>>>>

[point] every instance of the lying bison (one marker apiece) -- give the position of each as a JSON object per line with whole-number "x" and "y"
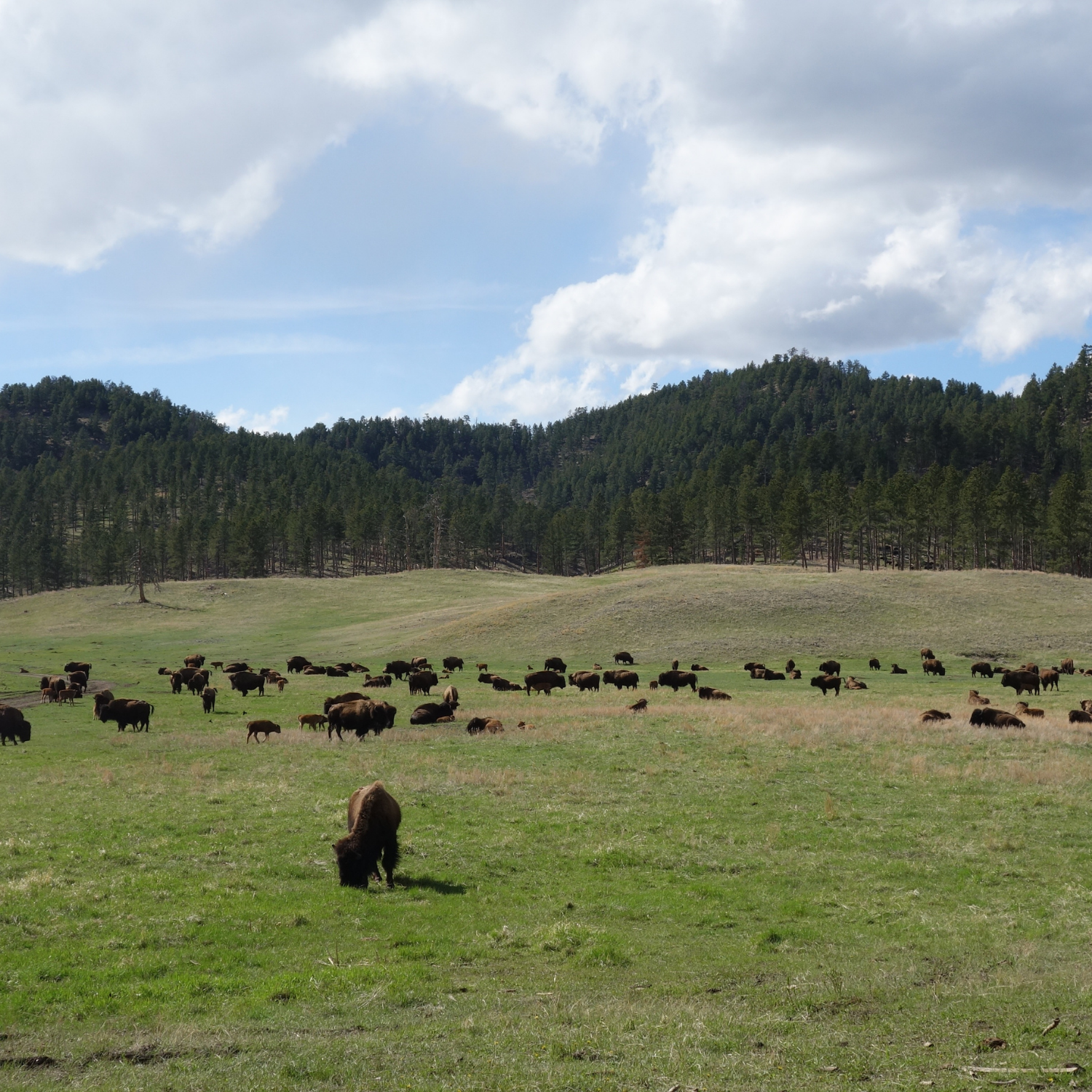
{"x": 13, "y": 727}
{"x": 826, "y": 683}
{"x": 676, "y": 678}
{"x": 373, "y": 819}
{"x": 544, "y": 681}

<<<<

→ DO THIS
Reproduce the rows above word for word, omitting the picture.

→ EXERCISE RESPONSE
[point] every instance of the lying bison (one marker apiece) -- give the position of each as a JSON object per line with whole-number "x" and "y"
{"x": 13, "y": 727}
{"x": 826, "y": 683}
{"x": 676, "y": 678}
{"x": 373, "y": 819}
{"x": 544, "y": 681}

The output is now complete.